### What is required
Reproduce only the lines below from the line containing "Query: gray scarf" to the line containing "197, row 311.", exactly as written, with both end lines kept. Omit the pictures.

(Source material begins)

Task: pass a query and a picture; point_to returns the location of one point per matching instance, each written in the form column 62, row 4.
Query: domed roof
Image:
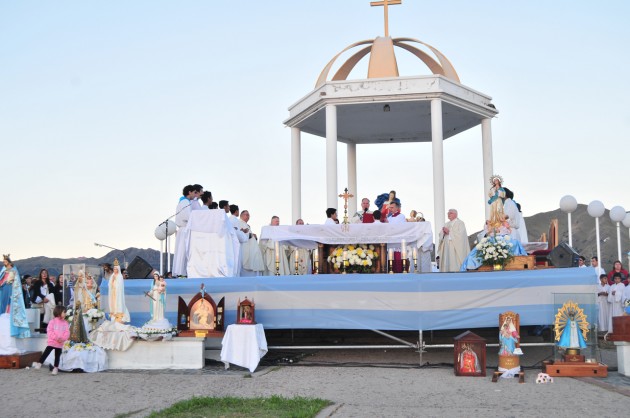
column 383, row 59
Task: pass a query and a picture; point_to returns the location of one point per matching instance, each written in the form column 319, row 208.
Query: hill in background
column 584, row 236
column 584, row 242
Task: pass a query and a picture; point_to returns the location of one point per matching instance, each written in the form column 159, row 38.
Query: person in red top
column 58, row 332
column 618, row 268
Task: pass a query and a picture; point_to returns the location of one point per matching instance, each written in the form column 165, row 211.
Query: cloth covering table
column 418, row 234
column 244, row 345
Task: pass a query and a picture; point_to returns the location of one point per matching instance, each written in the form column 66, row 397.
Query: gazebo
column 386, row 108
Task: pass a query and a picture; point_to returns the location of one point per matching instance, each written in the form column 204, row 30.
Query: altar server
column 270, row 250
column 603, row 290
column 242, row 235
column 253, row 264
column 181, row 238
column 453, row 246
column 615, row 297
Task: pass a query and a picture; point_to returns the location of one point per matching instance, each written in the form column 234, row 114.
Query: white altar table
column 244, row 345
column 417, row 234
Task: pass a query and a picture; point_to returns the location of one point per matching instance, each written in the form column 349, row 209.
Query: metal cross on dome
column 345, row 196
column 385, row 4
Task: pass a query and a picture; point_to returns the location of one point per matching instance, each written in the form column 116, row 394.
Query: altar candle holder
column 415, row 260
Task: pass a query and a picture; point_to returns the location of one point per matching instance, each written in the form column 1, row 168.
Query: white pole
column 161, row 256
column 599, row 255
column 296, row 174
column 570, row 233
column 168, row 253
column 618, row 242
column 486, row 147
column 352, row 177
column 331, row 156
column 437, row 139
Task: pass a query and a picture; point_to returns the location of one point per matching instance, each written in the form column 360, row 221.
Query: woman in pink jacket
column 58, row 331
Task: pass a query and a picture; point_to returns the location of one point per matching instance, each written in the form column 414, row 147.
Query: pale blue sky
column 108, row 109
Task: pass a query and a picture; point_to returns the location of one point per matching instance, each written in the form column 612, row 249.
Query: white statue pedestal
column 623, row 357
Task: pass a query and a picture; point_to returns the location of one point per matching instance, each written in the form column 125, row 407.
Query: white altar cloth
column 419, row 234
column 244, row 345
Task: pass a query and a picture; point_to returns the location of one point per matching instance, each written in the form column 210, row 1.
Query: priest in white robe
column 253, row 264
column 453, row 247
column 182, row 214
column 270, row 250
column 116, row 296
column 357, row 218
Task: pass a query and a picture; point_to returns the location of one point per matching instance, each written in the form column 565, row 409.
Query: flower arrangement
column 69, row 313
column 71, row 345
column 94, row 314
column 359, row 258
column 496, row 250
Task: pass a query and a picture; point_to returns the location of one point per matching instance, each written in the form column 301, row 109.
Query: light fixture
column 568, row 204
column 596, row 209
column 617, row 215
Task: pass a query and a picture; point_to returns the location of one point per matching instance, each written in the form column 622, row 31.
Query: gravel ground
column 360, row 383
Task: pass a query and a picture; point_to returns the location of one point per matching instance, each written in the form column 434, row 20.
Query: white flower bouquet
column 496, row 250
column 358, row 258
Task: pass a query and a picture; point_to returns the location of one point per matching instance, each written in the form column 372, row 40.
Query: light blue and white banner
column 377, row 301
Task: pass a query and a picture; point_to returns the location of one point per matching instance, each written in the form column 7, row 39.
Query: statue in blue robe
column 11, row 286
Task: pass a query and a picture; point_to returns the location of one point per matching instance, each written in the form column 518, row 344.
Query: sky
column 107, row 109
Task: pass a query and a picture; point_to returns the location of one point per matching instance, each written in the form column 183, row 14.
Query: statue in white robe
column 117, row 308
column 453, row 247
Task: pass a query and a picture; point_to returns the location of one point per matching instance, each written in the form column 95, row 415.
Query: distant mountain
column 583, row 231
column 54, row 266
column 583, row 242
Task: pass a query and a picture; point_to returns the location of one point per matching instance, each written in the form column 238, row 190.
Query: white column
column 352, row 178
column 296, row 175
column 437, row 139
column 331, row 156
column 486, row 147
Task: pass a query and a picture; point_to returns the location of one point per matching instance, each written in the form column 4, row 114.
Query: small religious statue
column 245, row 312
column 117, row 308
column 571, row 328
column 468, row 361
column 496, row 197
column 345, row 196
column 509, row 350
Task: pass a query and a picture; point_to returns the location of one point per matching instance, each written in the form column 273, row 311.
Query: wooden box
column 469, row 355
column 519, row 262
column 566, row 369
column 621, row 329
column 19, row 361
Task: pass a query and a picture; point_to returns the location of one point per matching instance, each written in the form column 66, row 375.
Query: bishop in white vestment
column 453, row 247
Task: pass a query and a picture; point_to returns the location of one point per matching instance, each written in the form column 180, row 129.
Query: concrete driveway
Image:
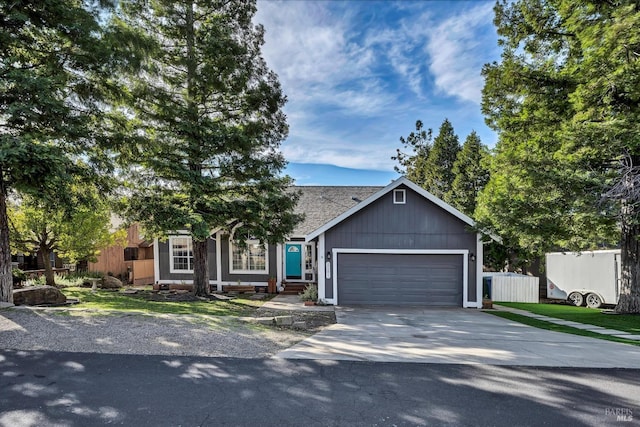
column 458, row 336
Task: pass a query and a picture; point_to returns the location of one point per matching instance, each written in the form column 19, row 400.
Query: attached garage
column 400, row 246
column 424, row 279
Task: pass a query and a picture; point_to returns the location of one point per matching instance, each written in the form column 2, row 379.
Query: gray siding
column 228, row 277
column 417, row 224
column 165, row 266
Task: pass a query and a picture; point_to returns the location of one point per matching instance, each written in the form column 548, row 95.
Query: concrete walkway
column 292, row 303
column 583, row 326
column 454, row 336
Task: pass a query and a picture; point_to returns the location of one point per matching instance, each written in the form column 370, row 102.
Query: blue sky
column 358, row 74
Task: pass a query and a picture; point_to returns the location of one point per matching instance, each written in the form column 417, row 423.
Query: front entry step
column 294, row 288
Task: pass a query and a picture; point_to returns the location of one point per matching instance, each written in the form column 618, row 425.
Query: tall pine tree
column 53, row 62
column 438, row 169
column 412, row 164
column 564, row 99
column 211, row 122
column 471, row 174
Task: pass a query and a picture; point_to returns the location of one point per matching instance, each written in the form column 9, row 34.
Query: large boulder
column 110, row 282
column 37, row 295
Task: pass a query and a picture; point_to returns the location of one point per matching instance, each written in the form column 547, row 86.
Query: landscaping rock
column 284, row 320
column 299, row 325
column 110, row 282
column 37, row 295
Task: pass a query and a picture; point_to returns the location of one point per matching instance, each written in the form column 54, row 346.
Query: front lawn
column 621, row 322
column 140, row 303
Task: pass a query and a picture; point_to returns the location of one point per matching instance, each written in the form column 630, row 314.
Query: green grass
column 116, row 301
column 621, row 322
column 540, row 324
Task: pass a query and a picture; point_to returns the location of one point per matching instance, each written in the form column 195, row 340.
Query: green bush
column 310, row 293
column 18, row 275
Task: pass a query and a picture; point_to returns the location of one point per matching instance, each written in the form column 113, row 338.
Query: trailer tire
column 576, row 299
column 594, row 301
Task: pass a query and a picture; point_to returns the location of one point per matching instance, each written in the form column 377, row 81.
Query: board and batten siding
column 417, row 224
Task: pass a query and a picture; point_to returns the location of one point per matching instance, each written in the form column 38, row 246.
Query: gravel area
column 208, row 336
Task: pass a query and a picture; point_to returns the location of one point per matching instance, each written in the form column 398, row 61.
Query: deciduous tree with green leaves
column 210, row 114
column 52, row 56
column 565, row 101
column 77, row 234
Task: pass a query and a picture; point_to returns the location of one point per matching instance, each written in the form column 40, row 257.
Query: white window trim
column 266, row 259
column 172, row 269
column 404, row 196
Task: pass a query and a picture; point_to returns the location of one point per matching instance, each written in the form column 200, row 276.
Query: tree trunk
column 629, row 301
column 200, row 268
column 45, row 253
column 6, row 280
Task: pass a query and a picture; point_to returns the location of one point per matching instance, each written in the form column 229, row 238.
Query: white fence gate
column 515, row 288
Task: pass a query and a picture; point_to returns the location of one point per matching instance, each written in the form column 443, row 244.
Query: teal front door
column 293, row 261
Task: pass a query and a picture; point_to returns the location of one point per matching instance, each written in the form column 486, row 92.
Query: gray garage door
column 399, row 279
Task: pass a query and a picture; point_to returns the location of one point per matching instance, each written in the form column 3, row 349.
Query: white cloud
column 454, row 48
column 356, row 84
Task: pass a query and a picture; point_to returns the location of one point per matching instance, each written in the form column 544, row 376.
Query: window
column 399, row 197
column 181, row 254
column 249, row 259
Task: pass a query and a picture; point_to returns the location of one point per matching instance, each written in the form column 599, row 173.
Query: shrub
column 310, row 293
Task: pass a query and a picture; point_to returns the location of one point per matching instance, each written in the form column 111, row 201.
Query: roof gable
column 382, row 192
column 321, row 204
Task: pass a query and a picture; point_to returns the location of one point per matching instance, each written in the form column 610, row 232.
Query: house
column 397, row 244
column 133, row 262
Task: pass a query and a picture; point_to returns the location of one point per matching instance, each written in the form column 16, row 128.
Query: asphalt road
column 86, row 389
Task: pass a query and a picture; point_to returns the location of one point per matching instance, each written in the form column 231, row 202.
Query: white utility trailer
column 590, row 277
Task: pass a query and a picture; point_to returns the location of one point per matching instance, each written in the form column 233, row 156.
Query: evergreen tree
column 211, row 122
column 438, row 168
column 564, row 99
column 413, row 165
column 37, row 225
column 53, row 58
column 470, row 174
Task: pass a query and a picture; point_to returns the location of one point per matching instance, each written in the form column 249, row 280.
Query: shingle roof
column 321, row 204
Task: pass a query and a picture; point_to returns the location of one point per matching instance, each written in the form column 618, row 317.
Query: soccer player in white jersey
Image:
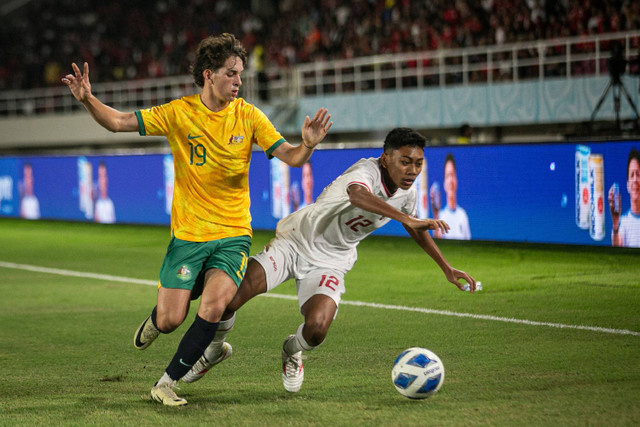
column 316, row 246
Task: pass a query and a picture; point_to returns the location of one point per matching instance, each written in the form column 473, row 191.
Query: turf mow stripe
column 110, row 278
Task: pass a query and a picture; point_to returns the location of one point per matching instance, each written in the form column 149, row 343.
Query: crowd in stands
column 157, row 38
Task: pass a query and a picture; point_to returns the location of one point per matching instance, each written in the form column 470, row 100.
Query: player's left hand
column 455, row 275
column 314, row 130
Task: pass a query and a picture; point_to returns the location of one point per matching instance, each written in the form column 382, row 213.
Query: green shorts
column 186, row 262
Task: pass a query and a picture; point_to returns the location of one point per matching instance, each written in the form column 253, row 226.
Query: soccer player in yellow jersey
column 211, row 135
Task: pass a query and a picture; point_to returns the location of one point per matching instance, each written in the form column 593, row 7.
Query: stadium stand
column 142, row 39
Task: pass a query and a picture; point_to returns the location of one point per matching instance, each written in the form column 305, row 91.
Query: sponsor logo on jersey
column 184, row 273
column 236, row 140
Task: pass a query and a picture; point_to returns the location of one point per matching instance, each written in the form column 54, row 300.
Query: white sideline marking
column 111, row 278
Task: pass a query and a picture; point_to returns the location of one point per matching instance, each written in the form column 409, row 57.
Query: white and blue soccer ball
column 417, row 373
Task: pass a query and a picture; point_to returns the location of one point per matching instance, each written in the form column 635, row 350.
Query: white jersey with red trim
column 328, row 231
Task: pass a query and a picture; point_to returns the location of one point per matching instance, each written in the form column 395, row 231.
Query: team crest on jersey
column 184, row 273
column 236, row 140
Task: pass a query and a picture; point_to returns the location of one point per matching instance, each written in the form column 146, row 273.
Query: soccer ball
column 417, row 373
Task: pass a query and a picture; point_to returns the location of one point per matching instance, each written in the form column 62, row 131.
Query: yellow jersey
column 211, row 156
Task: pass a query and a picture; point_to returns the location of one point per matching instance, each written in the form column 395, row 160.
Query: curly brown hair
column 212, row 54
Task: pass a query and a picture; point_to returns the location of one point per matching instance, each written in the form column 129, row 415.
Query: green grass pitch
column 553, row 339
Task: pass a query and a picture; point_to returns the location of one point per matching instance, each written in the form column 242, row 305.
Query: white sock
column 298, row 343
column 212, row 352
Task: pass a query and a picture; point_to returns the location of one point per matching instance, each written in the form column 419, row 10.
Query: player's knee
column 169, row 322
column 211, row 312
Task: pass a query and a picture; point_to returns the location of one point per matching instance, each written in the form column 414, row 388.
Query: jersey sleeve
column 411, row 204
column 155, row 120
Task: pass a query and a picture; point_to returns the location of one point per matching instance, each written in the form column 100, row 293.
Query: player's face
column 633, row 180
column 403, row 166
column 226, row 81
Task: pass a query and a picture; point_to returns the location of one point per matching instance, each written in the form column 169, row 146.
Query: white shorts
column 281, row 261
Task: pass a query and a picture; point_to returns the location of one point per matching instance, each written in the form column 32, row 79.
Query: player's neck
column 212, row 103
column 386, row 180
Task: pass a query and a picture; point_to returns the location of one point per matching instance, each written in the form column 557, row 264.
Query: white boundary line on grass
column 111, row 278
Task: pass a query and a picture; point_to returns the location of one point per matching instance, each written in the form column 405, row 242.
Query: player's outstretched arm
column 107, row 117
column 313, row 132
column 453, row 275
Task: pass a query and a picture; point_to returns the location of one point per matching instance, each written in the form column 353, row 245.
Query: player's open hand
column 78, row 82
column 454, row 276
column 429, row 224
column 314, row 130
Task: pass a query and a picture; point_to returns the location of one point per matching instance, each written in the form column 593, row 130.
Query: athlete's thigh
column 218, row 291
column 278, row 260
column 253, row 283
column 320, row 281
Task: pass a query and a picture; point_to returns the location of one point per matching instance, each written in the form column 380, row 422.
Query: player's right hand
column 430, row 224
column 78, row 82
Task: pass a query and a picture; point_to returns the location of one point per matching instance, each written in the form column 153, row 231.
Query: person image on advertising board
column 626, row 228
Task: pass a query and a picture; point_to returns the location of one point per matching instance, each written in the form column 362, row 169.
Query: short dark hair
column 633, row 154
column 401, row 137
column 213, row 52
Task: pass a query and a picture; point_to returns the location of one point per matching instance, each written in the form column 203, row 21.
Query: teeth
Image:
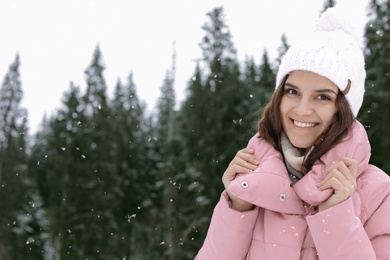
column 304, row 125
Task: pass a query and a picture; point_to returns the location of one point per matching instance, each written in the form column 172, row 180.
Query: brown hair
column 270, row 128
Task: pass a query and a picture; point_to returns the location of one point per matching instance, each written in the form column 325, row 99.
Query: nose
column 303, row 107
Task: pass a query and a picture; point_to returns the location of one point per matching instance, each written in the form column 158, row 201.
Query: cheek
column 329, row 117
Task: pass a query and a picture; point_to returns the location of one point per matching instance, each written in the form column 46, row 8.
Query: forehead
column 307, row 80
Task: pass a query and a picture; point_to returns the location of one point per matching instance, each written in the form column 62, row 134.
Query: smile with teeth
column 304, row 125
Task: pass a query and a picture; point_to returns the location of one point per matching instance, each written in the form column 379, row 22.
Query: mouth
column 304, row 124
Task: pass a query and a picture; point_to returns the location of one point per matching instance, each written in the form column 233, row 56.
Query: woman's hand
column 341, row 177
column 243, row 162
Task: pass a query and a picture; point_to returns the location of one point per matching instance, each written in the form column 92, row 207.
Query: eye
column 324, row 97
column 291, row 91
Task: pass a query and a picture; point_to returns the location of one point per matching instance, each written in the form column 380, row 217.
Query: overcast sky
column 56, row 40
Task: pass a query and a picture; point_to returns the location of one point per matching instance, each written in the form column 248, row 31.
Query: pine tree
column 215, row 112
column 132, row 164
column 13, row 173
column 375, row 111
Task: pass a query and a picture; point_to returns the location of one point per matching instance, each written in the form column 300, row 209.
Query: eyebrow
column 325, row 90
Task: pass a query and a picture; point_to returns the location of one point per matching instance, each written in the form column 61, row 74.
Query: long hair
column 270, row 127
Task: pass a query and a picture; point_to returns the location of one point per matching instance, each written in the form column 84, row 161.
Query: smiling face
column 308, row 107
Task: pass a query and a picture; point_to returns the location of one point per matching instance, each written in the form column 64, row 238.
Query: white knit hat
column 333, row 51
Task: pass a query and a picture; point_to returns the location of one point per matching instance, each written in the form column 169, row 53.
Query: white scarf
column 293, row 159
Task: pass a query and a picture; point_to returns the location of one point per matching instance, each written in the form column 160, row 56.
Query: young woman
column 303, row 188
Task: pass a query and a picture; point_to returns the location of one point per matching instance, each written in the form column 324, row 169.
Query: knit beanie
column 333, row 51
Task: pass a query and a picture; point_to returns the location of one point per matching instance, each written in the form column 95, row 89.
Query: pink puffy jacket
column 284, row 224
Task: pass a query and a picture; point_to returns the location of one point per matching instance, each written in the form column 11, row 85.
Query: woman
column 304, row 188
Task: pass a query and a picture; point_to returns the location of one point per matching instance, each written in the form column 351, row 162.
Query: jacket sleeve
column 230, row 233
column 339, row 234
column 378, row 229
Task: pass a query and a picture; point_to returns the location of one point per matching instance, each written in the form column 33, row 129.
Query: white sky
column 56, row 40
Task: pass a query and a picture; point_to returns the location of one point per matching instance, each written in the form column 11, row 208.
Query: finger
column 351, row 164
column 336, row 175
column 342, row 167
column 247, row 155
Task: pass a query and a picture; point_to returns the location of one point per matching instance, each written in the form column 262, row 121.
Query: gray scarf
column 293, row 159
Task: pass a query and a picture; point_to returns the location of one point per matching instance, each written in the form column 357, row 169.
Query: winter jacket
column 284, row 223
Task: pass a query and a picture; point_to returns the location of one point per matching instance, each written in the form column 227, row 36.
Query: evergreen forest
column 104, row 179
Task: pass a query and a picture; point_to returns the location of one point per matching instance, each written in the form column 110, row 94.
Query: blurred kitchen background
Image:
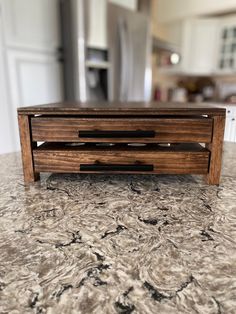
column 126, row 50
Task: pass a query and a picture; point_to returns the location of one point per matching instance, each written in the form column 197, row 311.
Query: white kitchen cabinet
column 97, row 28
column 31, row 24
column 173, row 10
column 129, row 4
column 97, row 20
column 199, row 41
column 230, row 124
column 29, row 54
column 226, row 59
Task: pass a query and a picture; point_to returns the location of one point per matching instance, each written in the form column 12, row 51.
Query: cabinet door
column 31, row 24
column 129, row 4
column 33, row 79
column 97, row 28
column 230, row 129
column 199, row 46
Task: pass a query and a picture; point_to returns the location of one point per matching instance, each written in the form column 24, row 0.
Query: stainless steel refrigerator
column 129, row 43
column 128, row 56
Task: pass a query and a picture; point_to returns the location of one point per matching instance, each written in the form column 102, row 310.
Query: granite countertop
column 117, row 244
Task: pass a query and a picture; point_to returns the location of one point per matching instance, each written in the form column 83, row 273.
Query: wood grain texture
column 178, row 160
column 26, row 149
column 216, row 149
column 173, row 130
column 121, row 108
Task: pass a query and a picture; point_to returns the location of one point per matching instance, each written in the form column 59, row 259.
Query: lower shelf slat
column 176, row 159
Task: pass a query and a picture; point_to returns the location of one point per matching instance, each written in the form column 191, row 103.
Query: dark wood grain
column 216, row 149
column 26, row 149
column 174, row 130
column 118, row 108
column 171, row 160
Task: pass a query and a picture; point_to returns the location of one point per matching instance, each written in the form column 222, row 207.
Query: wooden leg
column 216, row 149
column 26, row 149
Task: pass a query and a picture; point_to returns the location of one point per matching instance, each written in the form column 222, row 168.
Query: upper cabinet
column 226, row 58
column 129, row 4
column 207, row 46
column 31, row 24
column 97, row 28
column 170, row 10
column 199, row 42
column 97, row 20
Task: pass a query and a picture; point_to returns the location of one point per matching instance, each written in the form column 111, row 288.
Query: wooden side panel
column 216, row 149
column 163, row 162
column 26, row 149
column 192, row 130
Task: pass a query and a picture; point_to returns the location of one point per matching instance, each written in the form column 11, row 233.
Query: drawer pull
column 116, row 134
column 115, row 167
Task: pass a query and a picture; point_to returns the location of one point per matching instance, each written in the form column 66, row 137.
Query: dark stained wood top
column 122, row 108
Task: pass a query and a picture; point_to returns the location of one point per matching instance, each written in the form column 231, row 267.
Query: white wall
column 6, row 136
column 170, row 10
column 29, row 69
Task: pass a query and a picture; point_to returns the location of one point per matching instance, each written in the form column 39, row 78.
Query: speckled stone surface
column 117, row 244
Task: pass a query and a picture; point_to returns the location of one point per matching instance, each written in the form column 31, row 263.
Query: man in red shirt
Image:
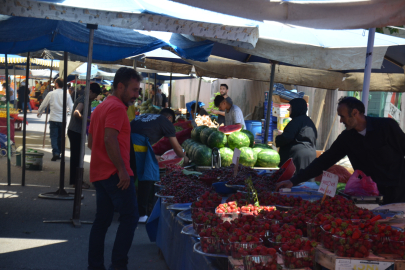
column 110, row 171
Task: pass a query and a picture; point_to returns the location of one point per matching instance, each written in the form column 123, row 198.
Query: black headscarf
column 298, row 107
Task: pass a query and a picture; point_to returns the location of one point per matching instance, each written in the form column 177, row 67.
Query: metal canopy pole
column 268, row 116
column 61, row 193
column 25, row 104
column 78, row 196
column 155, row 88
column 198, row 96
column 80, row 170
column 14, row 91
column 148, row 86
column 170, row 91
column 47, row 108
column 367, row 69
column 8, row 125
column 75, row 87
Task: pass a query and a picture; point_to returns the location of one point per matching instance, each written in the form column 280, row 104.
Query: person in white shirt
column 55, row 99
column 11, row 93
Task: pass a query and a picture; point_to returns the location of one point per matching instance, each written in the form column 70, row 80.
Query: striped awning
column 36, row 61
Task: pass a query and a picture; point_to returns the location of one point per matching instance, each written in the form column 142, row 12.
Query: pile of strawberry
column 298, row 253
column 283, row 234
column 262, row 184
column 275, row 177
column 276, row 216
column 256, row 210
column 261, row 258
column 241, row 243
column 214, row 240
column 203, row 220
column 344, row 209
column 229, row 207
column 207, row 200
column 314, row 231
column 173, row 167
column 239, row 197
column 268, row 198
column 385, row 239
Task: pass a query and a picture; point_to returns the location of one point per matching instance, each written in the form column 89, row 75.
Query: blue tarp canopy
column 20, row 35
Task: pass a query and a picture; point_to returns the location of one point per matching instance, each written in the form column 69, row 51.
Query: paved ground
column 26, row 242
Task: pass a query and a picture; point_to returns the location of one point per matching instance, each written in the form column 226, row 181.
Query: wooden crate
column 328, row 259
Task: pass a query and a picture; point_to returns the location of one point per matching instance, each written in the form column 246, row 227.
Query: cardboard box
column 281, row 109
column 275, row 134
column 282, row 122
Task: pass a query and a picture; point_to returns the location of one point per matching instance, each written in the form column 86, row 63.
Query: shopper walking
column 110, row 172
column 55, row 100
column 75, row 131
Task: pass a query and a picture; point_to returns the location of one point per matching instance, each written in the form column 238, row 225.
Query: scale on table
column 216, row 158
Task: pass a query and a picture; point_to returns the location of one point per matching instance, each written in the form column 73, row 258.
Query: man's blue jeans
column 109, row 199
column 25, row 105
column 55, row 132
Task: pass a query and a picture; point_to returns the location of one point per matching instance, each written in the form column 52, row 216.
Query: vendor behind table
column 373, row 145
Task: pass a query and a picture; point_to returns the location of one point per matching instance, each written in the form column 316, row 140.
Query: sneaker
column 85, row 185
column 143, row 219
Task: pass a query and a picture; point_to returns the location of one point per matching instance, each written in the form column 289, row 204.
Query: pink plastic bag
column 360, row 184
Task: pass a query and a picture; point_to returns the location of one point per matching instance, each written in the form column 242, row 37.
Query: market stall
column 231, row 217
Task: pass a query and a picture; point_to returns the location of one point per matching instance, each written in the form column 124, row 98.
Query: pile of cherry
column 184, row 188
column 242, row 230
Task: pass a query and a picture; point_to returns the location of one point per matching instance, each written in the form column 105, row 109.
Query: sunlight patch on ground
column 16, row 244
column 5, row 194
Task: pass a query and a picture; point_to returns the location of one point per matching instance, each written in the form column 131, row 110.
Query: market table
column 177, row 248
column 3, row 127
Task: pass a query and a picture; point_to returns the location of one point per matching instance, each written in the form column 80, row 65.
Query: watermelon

(Source material ends)

### Solution for this task
Query: gray scarf
column 293, row 159
Task: pass a query and a picture; point_to returns the location of one point per matching instance, each written in the form column 357, row 169.
Query: winter jacket
column 284, row 223
Task: pass a query and a picture; point_to returns the location of one point per matching instance, each written in the form column 227, row 36.
Query: evergreen forest
column 104, row 179
Task: pass a query and a picture; point_to returns the location of one point per matching instance, each written in the form column 110, row 94.
Query: blurred kitchen background
Image:
column 126, row 50
Task: pass a query and a picture; point_to returns the location of one point per matching instance, each written in the form column 197, row 311.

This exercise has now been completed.